• [EXTRACT TO READ]:
Texas Courts of Appeals
Colyer v. State
No. 02-11-00473-CR 01/17/13
Should a trial court have granted a motion for new trial where the foreperson received a telephone call during deliberations that his daughter had been diagnosed as seriously sick and reached a guilty verdict only so that he could tend to her?
Yes. The foreperson’s testimony established without dispute that an outside influence caused him to vote differently than he otherwise would have.
No, the telephone call was not an outside influence but “a personal pressure” exerted on the foreperson. Thus, the foreperson’s testimony was inadmissible under TRE 606(b).
“Ladies and gentlemen, you are our jurors in the case. Please turn off your cell phones and other electronic devices and give them to the bailiff.” Is anyone doing that? Maybe you should. This opinion is concerning in several respects. The communication in question was not about the case. Article 36.22, by contrast, prohibits communication with a juror “about the case on trial.” Should we grant new trials because someone yells in the courthouse hallway “Jay Z and Beyoncé broke up!” or “The Rangers won the pennant! The Rangers won the pennant!”? These statements have nothing to do with the case on trial, just as the news the foreman’s daughter was sick had nothing to do with the case on trial. Rather than show jury misconduct, the evidence merely shows how the foreman could have been considered disabled such that an alternate could be seated or the jury proceed with fewer members by the agreement of the parties. This case is also of concern because the record presented the trial judge with two competing versions of events that the judge was required to resolve. During trial, the foreman twice told the judge the verdict was unanimous. During the new trial, the foreman testified that he felt compelled to vote guilty because he learned his daughter was sick. Is it not possible the trial judge chose to disbelieve the foreman’s testimony at the hearing on the motion for new trial? These are interesting questions the Court of Criminal Appeals might visit. Prosecutors should also learn from this opinion what has been called the “futility rule”—we must object each and every time a party offers evidence we believe to be inadmissible if we want to complain about it on appeal. The State may also request a running objection, but the trial court is not required to grant it. Because the prosecutor did not object every time, key testimony that appeared to violate Rule 606(b) leaked through.
In the Matter of the Expunction of J.S.
No. 08-11-00293-CV 01/16/13
Should the trial court have granted the State’s motion to modify an expunction order—based on its late notice of the expunction order—filed 36 days after the expunction had been granted?
No. The State was not entitled to relief under TRCP 306a(5) because it failed to prove in the trial court on a sworn motion and with notice: both 1) the date it received notice or actual knowledge of the signing; and 2) that this date was more than 20 but less than 91 days after the judgment was signed. The trial court’s plenary power to modify had expired.
Civil procedure rules are often strictly enforced, and the State was the victim here.

• [REQUIRED ACTION]: Please copy the part of the court case summaries above that opens with the words "Texas Courts of" and closes with "under TRE 606(b).".

• [AVAILABLE DATA]:
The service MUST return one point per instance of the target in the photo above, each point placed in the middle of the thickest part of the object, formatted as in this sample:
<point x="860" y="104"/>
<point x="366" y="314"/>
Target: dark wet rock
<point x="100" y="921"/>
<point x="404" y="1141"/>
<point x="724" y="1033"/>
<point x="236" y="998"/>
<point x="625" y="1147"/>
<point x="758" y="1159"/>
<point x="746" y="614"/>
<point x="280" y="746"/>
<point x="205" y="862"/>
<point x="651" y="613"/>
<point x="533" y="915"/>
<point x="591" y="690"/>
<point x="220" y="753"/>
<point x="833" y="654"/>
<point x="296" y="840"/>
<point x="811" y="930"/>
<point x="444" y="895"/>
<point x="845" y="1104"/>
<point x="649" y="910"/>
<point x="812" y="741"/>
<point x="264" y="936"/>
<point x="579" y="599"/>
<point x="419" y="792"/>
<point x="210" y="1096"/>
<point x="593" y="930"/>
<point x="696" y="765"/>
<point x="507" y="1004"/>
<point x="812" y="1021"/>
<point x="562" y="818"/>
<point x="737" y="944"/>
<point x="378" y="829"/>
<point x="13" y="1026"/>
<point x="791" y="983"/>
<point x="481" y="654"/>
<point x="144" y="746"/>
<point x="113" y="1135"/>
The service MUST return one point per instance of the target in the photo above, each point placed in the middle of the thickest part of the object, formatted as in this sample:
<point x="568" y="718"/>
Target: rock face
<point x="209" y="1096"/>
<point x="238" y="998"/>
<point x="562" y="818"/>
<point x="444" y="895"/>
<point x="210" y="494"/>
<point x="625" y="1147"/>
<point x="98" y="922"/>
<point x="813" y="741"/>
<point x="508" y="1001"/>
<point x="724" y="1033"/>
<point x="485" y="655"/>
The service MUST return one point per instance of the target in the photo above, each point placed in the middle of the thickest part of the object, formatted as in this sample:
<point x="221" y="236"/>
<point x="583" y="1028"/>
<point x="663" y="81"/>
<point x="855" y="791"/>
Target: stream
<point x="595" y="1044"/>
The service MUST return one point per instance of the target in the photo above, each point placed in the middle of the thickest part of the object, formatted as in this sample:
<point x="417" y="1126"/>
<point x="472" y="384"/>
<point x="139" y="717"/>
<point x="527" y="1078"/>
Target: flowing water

• [FINISHED TASK]:
Texas Courts of Appeals
Colyer v. State
No. 02-11-00473-CR 01/17/13
Should a trial court have granted a motion for new trial where the foreperson received a telephone call during deliberations that his daughter had been diagnosed as seriously sick and reached a guilty verdict only so that he could tend to her?
Yes. The foreperson’s testimony established without dispute that an outside influence caused him to vote differently than he otherwise would have.
No, the telephone call was not an outside influence but “a personal pressure” exerted on the foreperson. Thus, the foreperson’s testimony was inadmissible under TRE 606(b).